A bug in my code

[bearophile]

Jarrett Billingsley:

> ..Or just, you know, arrays.  Since that's exactly what they are.

Right, but I don't want to use them because dynamic arrays always set their memory to .init. The point of that data structure is to have a fast allocation too (it's not necessary to clean it if you know how many items you are using and the items don't contain a GC-managed pointer (see at the bottom of this post)).


> > addRoot(new_block.next);
> > addRoot(new_block.data);
> Adding roots is certainly possible but it's not very elegant.

It's not just inelegant: it seems the program doesn't work yet:

import std.gc: malloc, hasNoPointers, addRoot, fullCollect, hasPointers;
import std.stdio: writefln;

int min(int a, int b) {
    return a <= b ? a : b;
}


class IntStack {
    struct Block {
        int len;
        Block* next;
        int* data;
    }

    Block* list_head, list_tail;
    int total_len;
    int used_last_block; // how many items are used in the last (tail) block


    this() {
        this.list_head = block_alloc(4);
        this.list_tail = list_head;
    }


    ubyte* mem_alloc(int nbytes) {
        auto p  = cast(ubyte*)malloc(nbytes);
        if (p is null)
            throw new Error("not enough mem");
        hasNoPointers(p);
        return p;
    }


    Block* block_alloc(int nints) {
        auto new_block = cast(Block*)mem_alloc(Block.sizeof);
        new_block.data = cast(int*)mem_alloc(nints * int.sizeof);
        new_block.len = nints;
        new_block.next = null;
        addRoot(new_block.next);
        addRoot(new_block.data);
        return new_block;
    }


    final void opCatAssign(int x) {
        if (this.used_last_block == this.list_tail.len) {
            // then last block is full and we must create a new one
            this.used_last_block = 0;
            auto new_block = block_alloc(this.list_tail.len * 2);

            // append to the linked list
            this.list_tail.next = new_block;
            this.list_tail = new_block;
        }

        this.list_tail.data[this.used_last_block] = x;
        this.used_last_block++;
        this.total_len++;
    }


    int[] toarray() {
        if (!this.total_len)
            return null;

        int* result_ptr = cast(int*)mem_alloc(this.total_len * int.sizeof);
        int[] result = result_ptr[0 .. this.total_len];

        Block* aux_ptr = this.list_head;
        int pos;

        while (aux_ptr != null) {
            // in the last block copy only up to the total_len
            int ncopy = min(aux_ptr.len, this.total_len - pos);
            writefln(ncopy, " ", aux_ptr.len); // ****

            result[pos .. pos + ncopy] = aux_ptr.data[0 .. ncopy];
            pos += ncopy;
            aux_ptr = aux_ptr.next;
        }

        return result;
    }
}


void main() {
    auto st = new IntStack();

    for (int i; i < 70_000; i++)

————————

**Required task 1**
Format the listing as a Markdown table with the columns "Row" and "Line", one row per line, numbering the rows and leaving out blank lines. Start with the first line of the listing and go on through the line with "x=489 y=421".

**Extracted records**

————————

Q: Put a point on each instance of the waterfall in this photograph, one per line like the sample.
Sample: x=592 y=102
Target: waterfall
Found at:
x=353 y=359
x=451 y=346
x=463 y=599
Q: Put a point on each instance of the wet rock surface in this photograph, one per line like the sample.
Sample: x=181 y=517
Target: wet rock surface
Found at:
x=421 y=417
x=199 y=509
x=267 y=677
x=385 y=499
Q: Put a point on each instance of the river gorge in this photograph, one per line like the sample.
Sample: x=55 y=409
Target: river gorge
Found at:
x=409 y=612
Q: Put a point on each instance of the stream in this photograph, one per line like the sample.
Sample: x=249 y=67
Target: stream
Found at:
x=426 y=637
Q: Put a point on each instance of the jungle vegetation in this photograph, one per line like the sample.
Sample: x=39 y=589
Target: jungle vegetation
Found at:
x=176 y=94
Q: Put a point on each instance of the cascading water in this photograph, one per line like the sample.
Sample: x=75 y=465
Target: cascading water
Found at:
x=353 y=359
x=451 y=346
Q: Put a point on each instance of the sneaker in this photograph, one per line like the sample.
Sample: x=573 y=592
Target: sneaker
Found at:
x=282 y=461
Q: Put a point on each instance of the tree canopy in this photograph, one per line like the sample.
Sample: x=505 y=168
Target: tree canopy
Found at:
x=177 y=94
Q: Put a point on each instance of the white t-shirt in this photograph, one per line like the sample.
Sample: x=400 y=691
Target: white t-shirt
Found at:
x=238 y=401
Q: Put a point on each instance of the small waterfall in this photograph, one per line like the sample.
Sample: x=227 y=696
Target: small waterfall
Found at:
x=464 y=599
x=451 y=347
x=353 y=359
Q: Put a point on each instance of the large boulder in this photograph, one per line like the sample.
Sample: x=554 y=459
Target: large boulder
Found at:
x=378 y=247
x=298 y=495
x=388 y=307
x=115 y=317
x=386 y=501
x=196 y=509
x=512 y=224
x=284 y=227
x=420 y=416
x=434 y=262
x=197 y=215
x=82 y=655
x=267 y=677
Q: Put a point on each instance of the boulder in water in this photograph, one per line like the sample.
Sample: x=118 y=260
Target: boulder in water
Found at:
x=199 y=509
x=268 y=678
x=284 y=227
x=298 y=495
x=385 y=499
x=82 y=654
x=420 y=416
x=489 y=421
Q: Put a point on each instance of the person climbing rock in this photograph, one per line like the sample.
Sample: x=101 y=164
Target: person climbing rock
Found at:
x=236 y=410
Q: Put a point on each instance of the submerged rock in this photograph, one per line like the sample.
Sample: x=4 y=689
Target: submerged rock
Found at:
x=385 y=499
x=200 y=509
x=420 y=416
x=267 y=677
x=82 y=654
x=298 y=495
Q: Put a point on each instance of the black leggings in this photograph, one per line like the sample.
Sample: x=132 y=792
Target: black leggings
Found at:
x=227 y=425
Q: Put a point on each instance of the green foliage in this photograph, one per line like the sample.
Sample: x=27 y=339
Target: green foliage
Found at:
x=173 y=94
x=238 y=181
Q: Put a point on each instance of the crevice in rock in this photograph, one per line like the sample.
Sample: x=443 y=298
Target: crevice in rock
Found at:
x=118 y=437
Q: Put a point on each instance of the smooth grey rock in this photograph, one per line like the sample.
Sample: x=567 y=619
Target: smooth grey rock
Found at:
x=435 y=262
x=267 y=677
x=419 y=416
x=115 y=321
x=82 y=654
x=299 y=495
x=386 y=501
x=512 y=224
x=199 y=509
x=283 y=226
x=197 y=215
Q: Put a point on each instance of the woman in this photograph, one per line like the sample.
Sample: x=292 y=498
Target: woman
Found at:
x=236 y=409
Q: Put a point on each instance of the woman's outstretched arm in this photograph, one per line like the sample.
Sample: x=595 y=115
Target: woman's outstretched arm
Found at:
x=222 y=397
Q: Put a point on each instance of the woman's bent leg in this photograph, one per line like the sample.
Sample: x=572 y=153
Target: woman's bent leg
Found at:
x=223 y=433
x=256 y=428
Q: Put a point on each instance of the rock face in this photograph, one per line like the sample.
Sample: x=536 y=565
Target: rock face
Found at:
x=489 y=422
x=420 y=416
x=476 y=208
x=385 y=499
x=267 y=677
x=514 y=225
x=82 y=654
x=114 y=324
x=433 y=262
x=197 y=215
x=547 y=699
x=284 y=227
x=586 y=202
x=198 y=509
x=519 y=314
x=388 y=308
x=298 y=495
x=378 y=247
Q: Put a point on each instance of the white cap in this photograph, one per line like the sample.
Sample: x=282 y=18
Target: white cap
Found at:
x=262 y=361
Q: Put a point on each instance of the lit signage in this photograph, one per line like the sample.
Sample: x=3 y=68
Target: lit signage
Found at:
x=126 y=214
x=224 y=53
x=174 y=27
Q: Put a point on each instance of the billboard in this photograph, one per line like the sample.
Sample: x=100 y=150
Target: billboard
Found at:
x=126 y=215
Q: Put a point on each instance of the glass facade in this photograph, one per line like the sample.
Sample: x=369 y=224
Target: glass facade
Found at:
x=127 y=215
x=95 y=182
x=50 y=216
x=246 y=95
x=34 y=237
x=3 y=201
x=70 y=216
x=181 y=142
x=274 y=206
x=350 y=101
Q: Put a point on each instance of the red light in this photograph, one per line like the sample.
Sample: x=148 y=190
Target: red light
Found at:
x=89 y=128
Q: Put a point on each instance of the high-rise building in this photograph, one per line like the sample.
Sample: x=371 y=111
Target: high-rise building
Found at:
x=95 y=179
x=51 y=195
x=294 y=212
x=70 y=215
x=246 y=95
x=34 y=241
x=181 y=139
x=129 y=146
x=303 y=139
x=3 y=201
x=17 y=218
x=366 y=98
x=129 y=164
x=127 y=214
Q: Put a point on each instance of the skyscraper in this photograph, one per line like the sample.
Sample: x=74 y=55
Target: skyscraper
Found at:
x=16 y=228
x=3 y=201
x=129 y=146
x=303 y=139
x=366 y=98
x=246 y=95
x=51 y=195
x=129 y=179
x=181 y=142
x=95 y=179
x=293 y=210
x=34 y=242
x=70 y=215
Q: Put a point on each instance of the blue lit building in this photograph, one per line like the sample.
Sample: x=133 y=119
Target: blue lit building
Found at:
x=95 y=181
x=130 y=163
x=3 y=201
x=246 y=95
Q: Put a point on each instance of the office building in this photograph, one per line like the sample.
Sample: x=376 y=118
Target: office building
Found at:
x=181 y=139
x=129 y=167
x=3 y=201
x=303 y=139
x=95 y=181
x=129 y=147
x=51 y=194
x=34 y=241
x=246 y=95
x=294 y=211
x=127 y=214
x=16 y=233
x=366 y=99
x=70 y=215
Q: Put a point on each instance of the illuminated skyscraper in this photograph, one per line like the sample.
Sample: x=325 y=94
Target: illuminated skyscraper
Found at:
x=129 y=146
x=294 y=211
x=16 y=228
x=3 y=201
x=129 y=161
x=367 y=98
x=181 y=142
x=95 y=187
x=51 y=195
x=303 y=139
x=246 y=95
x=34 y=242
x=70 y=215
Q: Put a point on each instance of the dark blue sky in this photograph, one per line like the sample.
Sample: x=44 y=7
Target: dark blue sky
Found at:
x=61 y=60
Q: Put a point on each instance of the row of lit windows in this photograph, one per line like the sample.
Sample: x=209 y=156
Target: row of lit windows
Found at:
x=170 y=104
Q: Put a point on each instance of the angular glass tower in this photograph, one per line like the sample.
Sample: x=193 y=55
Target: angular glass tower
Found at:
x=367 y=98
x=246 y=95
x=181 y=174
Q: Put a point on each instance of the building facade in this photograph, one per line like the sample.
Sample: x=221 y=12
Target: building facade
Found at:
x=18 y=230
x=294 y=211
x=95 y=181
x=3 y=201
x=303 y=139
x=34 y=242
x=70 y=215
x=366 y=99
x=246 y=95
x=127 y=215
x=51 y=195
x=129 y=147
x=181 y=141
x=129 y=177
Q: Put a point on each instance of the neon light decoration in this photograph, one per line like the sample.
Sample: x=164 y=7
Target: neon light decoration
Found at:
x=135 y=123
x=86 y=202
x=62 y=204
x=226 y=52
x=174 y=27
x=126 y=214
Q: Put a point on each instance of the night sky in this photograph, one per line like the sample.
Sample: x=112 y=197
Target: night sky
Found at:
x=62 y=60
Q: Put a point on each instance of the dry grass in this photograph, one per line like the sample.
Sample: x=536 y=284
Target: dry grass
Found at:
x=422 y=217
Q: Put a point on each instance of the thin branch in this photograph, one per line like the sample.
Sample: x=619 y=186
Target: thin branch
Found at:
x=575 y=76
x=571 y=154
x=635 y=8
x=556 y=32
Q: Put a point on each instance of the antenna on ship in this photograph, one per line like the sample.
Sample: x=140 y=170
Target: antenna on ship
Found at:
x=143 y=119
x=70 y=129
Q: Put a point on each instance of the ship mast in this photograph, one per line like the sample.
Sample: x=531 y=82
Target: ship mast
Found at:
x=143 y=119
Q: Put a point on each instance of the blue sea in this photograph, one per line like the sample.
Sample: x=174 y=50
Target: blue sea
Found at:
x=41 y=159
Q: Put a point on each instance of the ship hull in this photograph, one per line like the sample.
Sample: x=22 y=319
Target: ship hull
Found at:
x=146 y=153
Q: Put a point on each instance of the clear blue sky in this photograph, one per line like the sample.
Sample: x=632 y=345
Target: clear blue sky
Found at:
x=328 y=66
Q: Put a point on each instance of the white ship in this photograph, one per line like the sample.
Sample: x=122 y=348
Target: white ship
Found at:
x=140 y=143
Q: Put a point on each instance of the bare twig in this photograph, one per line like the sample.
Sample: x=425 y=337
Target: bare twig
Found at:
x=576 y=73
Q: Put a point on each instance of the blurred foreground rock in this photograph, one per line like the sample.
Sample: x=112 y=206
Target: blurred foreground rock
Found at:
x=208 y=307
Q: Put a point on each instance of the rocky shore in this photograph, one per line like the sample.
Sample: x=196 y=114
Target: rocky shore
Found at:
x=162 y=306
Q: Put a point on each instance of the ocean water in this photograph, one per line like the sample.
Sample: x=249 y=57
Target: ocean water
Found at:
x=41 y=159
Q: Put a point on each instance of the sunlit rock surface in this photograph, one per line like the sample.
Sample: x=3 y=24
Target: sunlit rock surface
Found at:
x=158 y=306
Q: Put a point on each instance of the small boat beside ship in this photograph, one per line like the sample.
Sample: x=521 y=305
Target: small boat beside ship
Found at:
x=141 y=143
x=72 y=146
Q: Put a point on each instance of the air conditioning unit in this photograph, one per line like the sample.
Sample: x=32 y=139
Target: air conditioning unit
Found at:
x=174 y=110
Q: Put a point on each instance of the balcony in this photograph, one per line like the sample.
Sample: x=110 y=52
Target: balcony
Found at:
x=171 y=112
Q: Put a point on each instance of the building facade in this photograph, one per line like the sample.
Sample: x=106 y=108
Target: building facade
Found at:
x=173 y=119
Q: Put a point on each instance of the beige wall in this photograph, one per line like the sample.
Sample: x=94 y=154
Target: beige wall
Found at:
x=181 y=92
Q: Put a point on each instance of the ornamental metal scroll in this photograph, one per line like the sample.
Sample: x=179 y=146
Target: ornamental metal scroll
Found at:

————————

**Required task 2**
Resume the forum thread about the bug in the IntStack code from the point where it stops.

**Response 1**
| Row | Line |
|---|---|
| 1 | Q: Put a point on each instance of the waterfall in this photograph, one per line like the sample. |
| 2 | Sample: x=592 y=102 |
| 3 | Target: waterfall |
| 4 | Found at: |
| 5 | x=353 y=359 |
| 6 | x=451 y=346 |
| 7 | x=463 y=599 |
| 8 | Q: Put a point on each instance of the wet rock surface in this photograph, one per line like the sample. |
| 9 | Sample: x=181 y=517 |
| 10 | Target: wet rock surface |
| 11 | Found at: |
| 12 | x=421 y=417 |
| 13 | x=199 y=509 |
| 14 | x=267 y=677 |
| 15 | x=385 y=499 |
| 16 | Q: Put a point on each instance of the river gorge in this photograph, one per line like the sample. |
| 17 | Sample: x=55 y=409 |
| 18 | Target: river gorge |
| 19 | Found at: |
| 20 | x=409 y=612 |
| 21 | Q: Put a point on each instance of the stream in this photograph, one per line like the sample. |
| 22 | Sample: x=249 y=67 |
| 23 | Target: stream |
| 24 | Found at: |
| 25 | x=426 y=637 |
| 26 | Q: Put a point on each instance of the jungle vegetation in this photograph, one per line like the sample. |
| 27 | Sample: x=39 y=589 |
| 28 | Target: jungle vegetation |
| 29 | Found at: |
| 30 | x=176 y=94 |
| 31 | Q: Put a point on each instance of the cascading water in this photograph, one per line like the sample. |
| 32 | Sample: x=75 y=465 |
| 33 | Target: cascading water |
| 34 | Found at: |
| 35 | x=353 y=359 |
| 36 | x=451 y=346 |
| 37 | Q: Put a point on each instance of the sneaker in this photograph, one per line like the sample. |
| 38 | Sample: x=573 y=592 |
| 39 | Target: sneaker |
| 40 | Found at: |
| 41 | x=282 y=461 |
| 42 | Q: Put a point on each instance of the tree canopy in this photograph, one per line like the sample. |
| 43 | Sample: x=505 y=168 |
| 44 | Target: tree canopy |
| 45 | Found at: |
| 46 | x=177 y=94 |
| 47 | Q: Put a point on each instance of the white t-shirt in this photograph, one per line like the sample. |
| 48 | Sample: x=400 y=691 |
| 49 | Target: white t-shirt |
| 50 | Found at: |
| 51 | x=238 y=401 |
| 52 | Q: Put a point on each instance of the small waterfall in this photograph, one per line like the sample. |
| 53 | Sample: x=227 y=696 |
| 54 | Target: small waterfall |
| 55 | Found at: |
| 56 | x=464 y=599 |
| 57 | x=451 y=347 |
| 58 | x=353 y=359 |
| 59 | Q: Put a point on each instance of the large boulder in this photograph, one per line like the sample. |
| 60 | Sample: x=554 y=459 |
| 61 | Target: large boulder |
| 62 | Found at: |
| 63 | x=378 y=247 |
| 64 | x=298 y=495 |
| 65 | x=388 y=307 |
| 66 | x=115 y=317 |
| 67 | x=386 y=501 |
| 68 | x=196 y=509 |
| 69 | x=512 y=224 |
| 70 | x=284 y=227 |
| 71 | x=420 y=416 |
| 72 | x=434 y=262 |
| 73 | x=197 y=215 |
| 74 | x=82 y=655 |
| 75 | x=267 y=677 |
| 76 | Q: Put a point on each instance of the boulder in water in this photograph, one per line like the sample. |
| 77 | Sample: x=118 y=260 |
| 78 | Target: boulder in water |
| 79 | Found at: |
| 80 | x=199 y=509 |
| 81 | x=268 y=678 |
| 82 | x=284 y=227 |
| 83 | x=298 y=495 |
| 84 | x=385 y=499 |
| 85 | x=82 y=654 |
| 86 | x=420 y=416 |
| 87 | x=489 y=421 |

**Response 2**
        st ~= i;

    fullCollect();
    auto aux = st.toarray;
}




> It means that that object will not be collected until you remove it as
> a root manually.  You can very easily end up with a memory leak that
> way.

Uhm... I don't understand fully: do you mean roots don't become deleted when they have nothing that points to them?
The docs say:
"Roots are references to memory allocated by the collector that are maintained in memory outside the collector pool."

If roots don't become deleted when they have nothing that points to them then I don't want to use roots in my code. What's the way to add a pointer to the pool of pointers scanned by the GC that become deleted when nothing points to it? :-)
(In this data structure I can remove roots manually during inside the ~this(), but I'd prefer to not have to).


>The simplest implementation, though, is to use arrays, like you thought earlier.  

I'm trying to learn how to use the GC because I'd like to create quite more complex data structures.
I have already solved this specific stack problem in a different way, that's the faster that I have found (it just keeps a single memory zone that I realloc() to make it grow geometrically. This solution is the faster among many different ones, I don't know why).

I have created a recursive template that tells if a data structure contains a reference. If they aren't present, I don't need to set memory to their .init. My template is not perfect, because it doesn't tell apart normal references from GC-references, so if you create a stack (ArrayBuilder) of not-GC pointers, they become set to null even if they don't need such thing, wasting a bit of time. On the other hand the only way to tell if a reference is GC-managed is to use (at runtime) TypeInfo.flags(), but someone has told that it's buggy (Phobos).


>You don't need to muck with the GC really at all in this case, other than to set the allocated arrays as having no pointers.<
> ...
> auto d = new int[nints];
> hasNoPointers(d.ptr);
> ...

That hasNoPointers is quite useless, because the GC knows that 'd' is a dynamic array of ints, so it knows its memory doesn't contain GC-managed pointers. Isn't muching with the GC nice? :-)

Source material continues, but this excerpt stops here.